Il viaggio di inizio dicembre non è un caso isolato: dall’inizio del nuovo millennio la Cina preme sull’acceleratore e cerca nuove partnership strategiche
Il 7 dicembre, il Presidente della Repubblica Popolare Cinese Xi Jinping atterrava in Arabia Saudita per affrontare una fitta maratona di tre giorni di impegni internazionali: al centro, il primo summit multilaterale dei paesi arabi con la Cina e il primo tra Cina e Consiglio di Cooperazione del Golfo, con l’aggiunta della possibilità di incontri bilaterali con Riyad, la quale ha svolto un ruolo di intermediario nel mettere in contatto Pechino con i leader della regione.

*Istruzioni e requisiti*
Ripeti parola per parola il brano del testo sulla visita di Xi Jinping in Arabia Saudita compreso tra "Il viaggio di" e "leader della regione.", entrambi inclusi.

*Dati forniti*

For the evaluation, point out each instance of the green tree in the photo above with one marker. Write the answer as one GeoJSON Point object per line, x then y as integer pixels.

*Risultato esercizio*
Il viaggio di inizio dicembre non è un caso isolato: dall’inizio del nuovo millennio la Cina preme sull’acceleratore e cerca nuove partnership strategiche
Il 7 dicembre, il Presidente della Repubblica Popolare Cinese Xi Jinping atterrava in Arabia Saudita per affrontare una fitta maratona di tre giorni di impegni internazionali: al centro, il primo summit multilaterale dei paesi arabi con la Cina e il primo tra Cina e Consiglio di Cooperazione del Golfo, con l’aggiunta della possibilità di incontri bilaterali con Riyad, la quale ha svolto un ruolo di intermediario nel mettere in contatto Pechino con i leader della regione.